= Josiah Smith (clergyman) =

Josiah Smith (1704 – October 1781) was a clergyman in colonial South Carolina who championed the causes of the evangelical style of the Great Awakening and later American independence.

Smith was born in Charleston, South Carolina into a prominent family. His grandfather, Thomas, was a landgrave and governor of the province of South Carolina. He spent most of his childhood in Bermuda with his father. Josiah graduated from Harvard in 1725. He received his ordination in 1726, returned to Charleston, and was successively pastor of Presbyterian churches in Bermuda, Cainhoy, and Charleston, South Carolina. In 1730, he became involved in a theological dispute with Rev. Hugh Fisher of Dorchester, South Carolina on the subject of subscription to the Westminster Confession of Faith as well as the right of the individual to private judgment. Both Smith and Fisher published sermons concerning the dispute. In 1740, he championed the cause of George Whitefield and invited him to preach from his pulpit after he was refused admission to the local Episcopalian church. Given that Whitefield proved to be a controversial figure among various other clergy, Smith gave a sermon, which he had published, defending Whitefield's unusual and notorious preaching methods. In 1749, Smith had a stroke which left him unable to speak well; however, he continued to write and publish sermons.

**Given exercise**
Resume the Josiah Smith biography from its last sentence and carry it forward. The data after the Josiah Smith biography is not needed.

**Provided material**

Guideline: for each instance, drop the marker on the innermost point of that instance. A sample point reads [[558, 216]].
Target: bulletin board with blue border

**Response**
Rev. Smith sided with the rebelling colonists in the American Revolution. During the Siege of Charleston, he was taken as a prisoner of war. He was later paroled, but ordered to Philadelphia where he died.

==Works==
- Human Impositions Proved Unscriptural Or, The Divine Right of Private Judgment (1729)
- Solomon's Caution Against the Cup (1730)
- The Divine Right of Private Judgment Vindicated (1730)
- No New Thing to Be Slandered (1730)
- The Character and Preaching of Whitefield, impartially represented and supported (1740)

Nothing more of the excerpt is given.